### Data
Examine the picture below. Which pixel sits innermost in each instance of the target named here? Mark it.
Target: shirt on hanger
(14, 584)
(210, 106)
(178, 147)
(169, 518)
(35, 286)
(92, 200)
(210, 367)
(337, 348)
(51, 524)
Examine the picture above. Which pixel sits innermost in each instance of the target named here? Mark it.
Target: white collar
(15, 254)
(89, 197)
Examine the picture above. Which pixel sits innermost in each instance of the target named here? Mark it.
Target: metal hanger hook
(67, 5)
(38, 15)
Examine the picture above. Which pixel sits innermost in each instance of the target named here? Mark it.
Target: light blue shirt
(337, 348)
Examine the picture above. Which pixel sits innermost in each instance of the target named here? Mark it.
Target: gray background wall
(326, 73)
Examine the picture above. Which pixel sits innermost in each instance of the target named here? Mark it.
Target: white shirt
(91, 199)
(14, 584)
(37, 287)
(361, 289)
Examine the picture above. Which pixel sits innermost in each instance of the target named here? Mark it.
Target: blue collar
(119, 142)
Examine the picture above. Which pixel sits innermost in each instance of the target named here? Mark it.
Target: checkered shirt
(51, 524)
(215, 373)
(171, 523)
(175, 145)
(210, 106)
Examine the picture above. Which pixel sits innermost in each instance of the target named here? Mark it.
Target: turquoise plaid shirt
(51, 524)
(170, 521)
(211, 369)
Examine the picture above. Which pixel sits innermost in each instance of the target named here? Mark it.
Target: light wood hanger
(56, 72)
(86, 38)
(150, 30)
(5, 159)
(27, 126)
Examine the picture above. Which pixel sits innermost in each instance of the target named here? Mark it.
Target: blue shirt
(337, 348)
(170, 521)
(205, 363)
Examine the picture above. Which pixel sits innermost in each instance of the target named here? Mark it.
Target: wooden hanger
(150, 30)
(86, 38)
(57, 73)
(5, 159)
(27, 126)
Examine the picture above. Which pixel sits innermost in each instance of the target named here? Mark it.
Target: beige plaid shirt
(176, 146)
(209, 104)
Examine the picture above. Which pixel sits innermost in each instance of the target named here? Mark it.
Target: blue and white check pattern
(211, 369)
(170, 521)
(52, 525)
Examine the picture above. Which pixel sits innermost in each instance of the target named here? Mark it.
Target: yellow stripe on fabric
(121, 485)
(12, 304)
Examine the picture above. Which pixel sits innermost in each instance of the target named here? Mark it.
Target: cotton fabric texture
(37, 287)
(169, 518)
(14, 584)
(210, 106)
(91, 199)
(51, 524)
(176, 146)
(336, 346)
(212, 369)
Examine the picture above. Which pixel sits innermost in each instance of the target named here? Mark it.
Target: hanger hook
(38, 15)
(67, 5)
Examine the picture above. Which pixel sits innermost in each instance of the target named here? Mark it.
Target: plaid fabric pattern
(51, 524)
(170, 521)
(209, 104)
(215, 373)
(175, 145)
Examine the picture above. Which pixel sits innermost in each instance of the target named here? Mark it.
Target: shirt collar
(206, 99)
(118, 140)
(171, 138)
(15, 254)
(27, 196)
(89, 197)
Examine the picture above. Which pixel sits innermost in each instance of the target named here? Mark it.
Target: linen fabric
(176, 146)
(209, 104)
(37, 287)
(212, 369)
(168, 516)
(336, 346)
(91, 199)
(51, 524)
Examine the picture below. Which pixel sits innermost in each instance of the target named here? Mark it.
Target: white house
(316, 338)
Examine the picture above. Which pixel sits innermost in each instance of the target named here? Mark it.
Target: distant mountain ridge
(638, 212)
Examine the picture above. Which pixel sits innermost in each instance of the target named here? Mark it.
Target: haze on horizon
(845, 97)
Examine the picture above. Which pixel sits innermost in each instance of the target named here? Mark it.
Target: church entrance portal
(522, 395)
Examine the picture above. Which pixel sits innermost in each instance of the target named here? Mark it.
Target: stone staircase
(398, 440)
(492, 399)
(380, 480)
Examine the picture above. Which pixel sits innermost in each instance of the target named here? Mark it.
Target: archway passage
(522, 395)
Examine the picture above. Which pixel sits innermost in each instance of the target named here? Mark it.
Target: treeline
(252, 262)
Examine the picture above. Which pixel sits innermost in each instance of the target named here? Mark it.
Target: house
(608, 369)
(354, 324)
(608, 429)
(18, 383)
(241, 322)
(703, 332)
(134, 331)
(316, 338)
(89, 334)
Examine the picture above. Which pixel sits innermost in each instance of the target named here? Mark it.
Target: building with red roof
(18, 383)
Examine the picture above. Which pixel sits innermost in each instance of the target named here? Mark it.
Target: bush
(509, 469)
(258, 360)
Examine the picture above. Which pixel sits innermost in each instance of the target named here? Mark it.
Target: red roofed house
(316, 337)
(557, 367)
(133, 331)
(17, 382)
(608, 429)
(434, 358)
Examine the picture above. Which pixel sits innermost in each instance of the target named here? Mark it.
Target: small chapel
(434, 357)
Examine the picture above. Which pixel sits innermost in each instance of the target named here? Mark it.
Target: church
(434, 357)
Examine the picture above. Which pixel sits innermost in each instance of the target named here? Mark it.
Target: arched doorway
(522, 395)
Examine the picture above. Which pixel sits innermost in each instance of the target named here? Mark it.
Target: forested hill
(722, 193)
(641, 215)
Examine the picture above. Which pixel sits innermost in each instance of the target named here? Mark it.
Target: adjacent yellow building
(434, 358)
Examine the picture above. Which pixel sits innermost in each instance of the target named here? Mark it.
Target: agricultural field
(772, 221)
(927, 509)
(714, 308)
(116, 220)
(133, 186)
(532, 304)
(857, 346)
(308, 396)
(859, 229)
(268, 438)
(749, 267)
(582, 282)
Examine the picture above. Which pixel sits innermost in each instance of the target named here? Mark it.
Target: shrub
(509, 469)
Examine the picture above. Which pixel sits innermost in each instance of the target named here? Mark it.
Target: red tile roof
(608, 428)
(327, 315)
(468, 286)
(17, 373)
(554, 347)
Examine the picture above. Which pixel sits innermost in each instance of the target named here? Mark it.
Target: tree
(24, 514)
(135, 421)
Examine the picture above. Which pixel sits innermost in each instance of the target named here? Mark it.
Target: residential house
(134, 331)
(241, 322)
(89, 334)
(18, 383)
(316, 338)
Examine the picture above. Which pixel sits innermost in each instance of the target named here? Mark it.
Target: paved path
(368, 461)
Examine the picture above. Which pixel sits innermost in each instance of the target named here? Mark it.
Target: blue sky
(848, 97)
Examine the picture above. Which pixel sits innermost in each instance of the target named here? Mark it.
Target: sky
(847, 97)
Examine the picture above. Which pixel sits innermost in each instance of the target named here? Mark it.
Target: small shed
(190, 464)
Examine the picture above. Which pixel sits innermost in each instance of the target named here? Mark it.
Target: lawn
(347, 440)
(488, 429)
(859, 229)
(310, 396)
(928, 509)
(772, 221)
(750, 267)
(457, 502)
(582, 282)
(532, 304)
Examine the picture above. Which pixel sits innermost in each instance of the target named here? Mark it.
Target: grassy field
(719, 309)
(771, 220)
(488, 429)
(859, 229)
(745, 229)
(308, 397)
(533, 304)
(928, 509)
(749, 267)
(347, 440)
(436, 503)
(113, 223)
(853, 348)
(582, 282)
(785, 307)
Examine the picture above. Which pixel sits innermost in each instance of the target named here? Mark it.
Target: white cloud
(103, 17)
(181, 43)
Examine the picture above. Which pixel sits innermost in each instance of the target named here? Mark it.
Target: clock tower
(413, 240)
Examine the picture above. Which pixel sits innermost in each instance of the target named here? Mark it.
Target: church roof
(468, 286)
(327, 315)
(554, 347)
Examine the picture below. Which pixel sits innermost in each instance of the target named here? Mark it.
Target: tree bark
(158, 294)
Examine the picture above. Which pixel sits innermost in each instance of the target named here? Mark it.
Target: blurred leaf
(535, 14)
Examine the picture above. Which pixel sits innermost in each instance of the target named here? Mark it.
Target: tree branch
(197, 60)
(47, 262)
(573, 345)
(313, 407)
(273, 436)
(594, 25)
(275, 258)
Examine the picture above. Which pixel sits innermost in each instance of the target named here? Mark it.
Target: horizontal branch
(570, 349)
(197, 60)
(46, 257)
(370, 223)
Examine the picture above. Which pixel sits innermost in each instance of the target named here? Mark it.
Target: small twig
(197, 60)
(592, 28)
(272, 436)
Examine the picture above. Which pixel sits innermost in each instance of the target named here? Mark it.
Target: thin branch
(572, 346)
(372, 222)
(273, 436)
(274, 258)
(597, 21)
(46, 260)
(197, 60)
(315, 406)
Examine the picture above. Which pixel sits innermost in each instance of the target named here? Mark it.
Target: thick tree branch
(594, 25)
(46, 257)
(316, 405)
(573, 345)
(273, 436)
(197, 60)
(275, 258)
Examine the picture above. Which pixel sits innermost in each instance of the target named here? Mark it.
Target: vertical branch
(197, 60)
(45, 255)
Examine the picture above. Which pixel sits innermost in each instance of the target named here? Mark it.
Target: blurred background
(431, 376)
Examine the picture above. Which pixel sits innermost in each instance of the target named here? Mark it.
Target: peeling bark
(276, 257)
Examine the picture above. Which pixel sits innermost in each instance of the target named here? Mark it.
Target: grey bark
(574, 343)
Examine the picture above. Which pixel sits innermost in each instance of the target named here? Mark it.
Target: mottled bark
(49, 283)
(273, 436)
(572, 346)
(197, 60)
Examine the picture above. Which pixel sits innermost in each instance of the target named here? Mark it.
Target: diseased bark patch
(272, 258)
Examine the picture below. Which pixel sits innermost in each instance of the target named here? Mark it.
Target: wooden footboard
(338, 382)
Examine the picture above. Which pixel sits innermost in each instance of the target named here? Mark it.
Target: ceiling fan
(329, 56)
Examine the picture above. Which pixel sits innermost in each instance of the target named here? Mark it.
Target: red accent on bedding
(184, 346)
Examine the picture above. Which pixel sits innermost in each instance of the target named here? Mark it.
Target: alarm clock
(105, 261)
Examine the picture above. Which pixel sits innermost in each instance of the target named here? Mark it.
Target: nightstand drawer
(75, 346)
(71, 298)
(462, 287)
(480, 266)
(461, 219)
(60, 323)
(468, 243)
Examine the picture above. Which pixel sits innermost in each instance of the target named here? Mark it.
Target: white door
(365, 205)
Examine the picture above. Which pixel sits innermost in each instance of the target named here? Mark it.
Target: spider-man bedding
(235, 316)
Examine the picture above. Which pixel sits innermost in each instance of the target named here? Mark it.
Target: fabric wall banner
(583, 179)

### Problem requirements
Please copy exactly, and only, the lines running from the one containing "Target: nightstand drawer" through the end of the listing.

### Reply to the task
Target: nightstand drawer
(75, 346)
(71, 298)
(462, 287)
(480, 266)
(461, 219)
(60, 323)
(468, 243)
Examine the picture above. Which pixel sits innermost in each instance of the target named here? Mark it.
Target: white door
(365, 205)
Examine the picture above. Which pixel sits innermost in each instance of the target named here? Mark it.
Target: spider-man bedding
(235, 316)
Examine the picture above. Which pixel sits innermost in each instance of the target named here? Mark it.
Target: fabric wall banner
(583, 179)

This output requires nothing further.